▸ WHAT YOU ARE ASKED TO DO: The entries are to be output once more, word for word.

★ ★ ★ ★

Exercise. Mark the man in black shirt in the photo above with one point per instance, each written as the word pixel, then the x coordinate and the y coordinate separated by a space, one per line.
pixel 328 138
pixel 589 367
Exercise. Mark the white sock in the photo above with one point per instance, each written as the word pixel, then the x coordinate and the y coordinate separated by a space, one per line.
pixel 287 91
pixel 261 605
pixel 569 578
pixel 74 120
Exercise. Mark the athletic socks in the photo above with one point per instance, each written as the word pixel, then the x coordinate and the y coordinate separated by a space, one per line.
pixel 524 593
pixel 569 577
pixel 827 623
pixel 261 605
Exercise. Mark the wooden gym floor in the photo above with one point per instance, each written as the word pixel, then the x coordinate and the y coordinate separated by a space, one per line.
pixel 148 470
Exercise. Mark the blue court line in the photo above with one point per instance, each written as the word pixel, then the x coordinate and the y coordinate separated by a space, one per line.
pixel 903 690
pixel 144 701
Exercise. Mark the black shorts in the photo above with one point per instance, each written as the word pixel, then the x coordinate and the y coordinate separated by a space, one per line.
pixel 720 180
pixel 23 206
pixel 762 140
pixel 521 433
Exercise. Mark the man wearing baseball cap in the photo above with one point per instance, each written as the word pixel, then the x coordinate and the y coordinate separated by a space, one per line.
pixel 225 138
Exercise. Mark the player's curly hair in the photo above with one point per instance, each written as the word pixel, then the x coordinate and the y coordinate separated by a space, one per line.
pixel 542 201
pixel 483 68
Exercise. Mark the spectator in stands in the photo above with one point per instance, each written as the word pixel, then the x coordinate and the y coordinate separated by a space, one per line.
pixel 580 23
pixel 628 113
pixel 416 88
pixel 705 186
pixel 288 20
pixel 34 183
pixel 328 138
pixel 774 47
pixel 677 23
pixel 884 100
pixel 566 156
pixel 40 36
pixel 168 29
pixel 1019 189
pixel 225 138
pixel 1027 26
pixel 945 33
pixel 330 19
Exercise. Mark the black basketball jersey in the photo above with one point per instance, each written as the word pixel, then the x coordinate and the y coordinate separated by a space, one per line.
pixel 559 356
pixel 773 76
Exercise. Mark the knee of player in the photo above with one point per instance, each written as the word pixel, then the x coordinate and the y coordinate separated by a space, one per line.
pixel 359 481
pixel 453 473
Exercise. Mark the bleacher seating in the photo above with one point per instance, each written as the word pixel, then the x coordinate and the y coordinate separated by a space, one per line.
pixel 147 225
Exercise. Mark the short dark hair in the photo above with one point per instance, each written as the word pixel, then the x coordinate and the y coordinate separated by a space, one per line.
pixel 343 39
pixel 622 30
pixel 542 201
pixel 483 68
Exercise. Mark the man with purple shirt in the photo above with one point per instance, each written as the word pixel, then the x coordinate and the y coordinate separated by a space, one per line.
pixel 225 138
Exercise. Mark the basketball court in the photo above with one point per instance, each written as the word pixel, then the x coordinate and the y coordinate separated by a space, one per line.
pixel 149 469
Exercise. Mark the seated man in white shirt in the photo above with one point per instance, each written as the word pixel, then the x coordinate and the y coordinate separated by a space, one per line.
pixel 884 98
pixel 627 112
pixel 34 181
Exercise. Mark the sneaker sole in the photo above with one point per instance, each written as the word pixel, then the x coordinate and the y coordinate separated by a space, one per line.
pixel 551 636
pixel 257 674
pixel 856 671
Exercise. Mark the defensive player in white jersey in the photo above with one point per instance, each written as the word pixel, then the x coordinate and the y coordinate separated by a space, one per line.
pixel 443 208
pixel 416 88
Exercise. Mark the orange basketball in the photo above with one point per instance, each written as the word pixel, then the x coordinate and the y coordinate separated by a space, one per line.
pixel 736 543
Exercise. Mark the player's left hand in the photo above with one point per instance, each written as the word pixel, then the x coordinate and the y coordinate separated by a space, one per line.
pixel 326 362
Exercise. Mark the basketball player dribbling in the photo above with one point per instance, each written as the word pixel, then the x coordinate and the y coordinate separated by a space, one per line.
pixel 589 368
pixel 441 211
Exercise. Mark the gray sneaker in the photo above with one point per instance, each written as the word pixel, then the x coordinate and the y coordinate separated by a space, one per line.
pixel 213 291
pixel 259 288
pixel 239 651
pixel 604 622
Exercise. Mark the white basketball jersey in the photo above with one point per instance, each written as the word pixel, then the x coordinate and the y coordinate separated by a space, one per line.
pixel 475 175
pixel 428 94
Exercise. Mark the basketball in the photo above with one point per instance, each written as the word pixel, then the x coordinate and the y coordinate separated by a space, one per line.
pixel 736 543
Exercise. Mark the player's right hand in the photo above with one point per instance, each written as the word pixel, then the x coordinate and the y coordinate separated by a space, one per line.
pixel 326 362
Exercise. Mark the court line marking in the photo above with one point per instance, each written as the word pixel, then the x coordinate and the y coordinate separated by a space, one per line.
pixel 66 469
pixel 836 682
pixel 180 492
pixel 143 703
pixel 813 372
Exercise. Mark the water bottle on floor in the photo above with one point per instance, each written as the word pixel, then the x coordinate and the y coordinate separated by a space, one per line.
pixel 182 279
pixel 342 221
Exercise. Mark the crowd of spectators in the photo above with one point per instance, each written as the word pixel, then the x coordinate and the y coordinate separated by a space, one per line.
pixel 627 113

★ ★ ★ ★

▸ YOUR RESPONSE:
Exercise. Mark the man in black shirt in the photo above with one point per instance, each written as the word pixel, then the x coordinate and the y coordinate separated by a space, one per line.
pixel 328 138
pixel 589 367
Exercise. Mark the white sock in the photo above with one point per instance, each written as the word pixel, then the x coordinate and the y coordinate separated by a space, one per line.
pixel 287 91
pixel 261 605
pixel 569 578
pixel 74 120
Exercise. Mark the athletic socks in the photo above with one point per instance, each written as the word pixel, then the x coordinate and the y coordinate separated by a space, one per line.
pixel 524 593
pixel 569 577
pixel 827 623
pixel 261 605
Exercise. Mark the wooden gym floor in the photo above with one point per instance, each written as the word pixel, then the x coordinate and the y coordinate separated by a space, one per line.
pixel 148 470
Exercise. Mark the blue court line in the photo above with one point per instance, each written as the word pixel, then the x coordinate and the y coordinate separated by a space, one per line.
pixel 903 690
pixel 144 701
Exercise. Mark the black shorts in the photo above with one point per instance, each written as the word pixel, then the x coordinate and the y coordinate separated by a space, one per line.
pixel 720 180
pixel 23 206
pixel 762 140
pixel 521 433
Exercise. Mark the man wearing baseball cap in the photo above with one point per instance, each written as the word pixel, then the x coordinate and the y coordinate separated by a space, one per line.
pixel 225 138
Exercise. Mark the player's curly hair in the photo above with one point per instance, each written as the word pixel, then the x coordinate and the y coordinate separated by a space, one per line.
pixel 542 201
pixel 483 68
Exercise. Mark the spectator in stands in the photo above with one point per instance, each written as the word pixel, then the x coordinate and the y coordinate separated by a space, one per line.
pixel 580 23
pixel 628 113
pixel 416 88
pixel 705 186
pixel 288 20
pixel 34 183
pixel 328 138
pixel 774 47
pixel 677 23
pixel 884 100
pixel 566 156
pixel 40 36
pixel 168 29
pixel 1019 189
pixel 225 138
pixel 1027 26
pixel 945 33
pixel 330 19
Exercise. Mark the black basketball jersey in the photo above with one point per instance, each written as the word pixel, then the x coordinate and the y coordinate separated by a space, one per line.
pixel 559 356
pixel 773 76
Exercise. Mark the knee of player in the photo above with one point per instance, each written as the word pixel, then the x coordinate and the y coordinate separated by a space, one per line.
pixel 359 481
pixel 453 473
Exercise. Mark the bleacher seating in the photo above with one point per instance, each written as the word pixel, then the x coordinate and the y coordinate separated by a space, one per line.
pixel 147 225
Exercise. Mark the short dark hair in the photo above with one point per instance, each written as the word pixel, then the x coordinate and the y coordinate separated by a space, one per line.
pixel 343 39
pixel 622 30
pixel 542 201
pixel 483 68
Exercise. Mark the man with purple shirt in the photo above with one point per instance, each written as the word pixel, then the x coordinate and the y coordinate separated by a space, one per line.
pixel 225 138
Exercise. Mark the basketball court in the photo above with one point per instance, each written as the word pixel, then the x coordinate and the y coordinate separated by a space, one per line.
pixel 149 469
Exercise. Mark the seated man in white shirt in the photo above with one point per instance, each written as the word pixel, then the x coordinate and the y coordinate separated by a space, one per line.
pixel 884 98
pixel 627 112
pixel 34 181
Exercise. Mark the sneaker sole in the photo above with one point per instance, each written as the word pixel, then the x coordinate and the y coordinate separated by a space, one per line.
pixel 551 636
pixel 257 674
pixel 856 671
Exercise. Mark the defensive player in white jersey in the photo above with one point per instance, each written as the word pixel, then the x coordinate and the y coordinate separated by a space, one per line.
pixel 443 208
pixel 416 88
Exercise. Mark the orange basketball in the photo above with one point per instance, each written as the word pixel, then the x coordinate and the y coordinate separated by a space, one per line.
pixel 736 543
Exercise. Mark the player's left hand in the photo above with one point per instance, each written as the word pixel, then the x coordinate and the y coordinate separated by a space, one per line.
pixel 326 362
Exercise. Mark the basketball player dribbling in the photo above with one point per instance, each written as the word pixel, then the x coordinate and the y coordinate separated by a space, one per line.
pixel 589 368
pixel 441 211
Exercise. Mark the gray sneaker in the photo above with one point per instance, each written as the word pixel, then the x coordinate and the y coordinate separated by a space, one per line.
pixel 213 291
pixel 259 288
pixel 239 651
pixel 604 622
Exercise. Mark the white basketball jersey in the photo above with one point per instance, each written as the word pixel, then the x coordinate and the y coordinate separated by a space, one per line.
pixel 475 175
pixel 428 94
Exercise. Mark the basketball in the photo above with one point per instance, each written as the word pixel, then the x coordinate and the y coordinate separated by a space, one per line.
pixel 736 543
Exercise. Mark the player's right hand in the photo above with one point per instance, each written as the word pixel, then the x coordinate and the y coordinate separated by a space, one per line.
pixel 326 362
Exercise. Mark the court line marking in the photo above with one point per instance, each written as the word pixel, then the x coordinate and the y coordinate separated by a space, one per line.
pixel 66 469
pixel 836 682
pixel 180 492
pixel 143 703
pixel 813 372
Exercise. Mark the water bottle on floor in the photo above with one point per instance, each written as the word pixel, then the x coordinate and the y coordinate separated by a space, one per line.
pixel 182 279
pixel 342 221
Exercise. Mark the crowd of spectators in the photo above with one point per instance, each written as the word pixel, then the x coordinate and the y coordinate separated by a space, one per line.
pixel 627 113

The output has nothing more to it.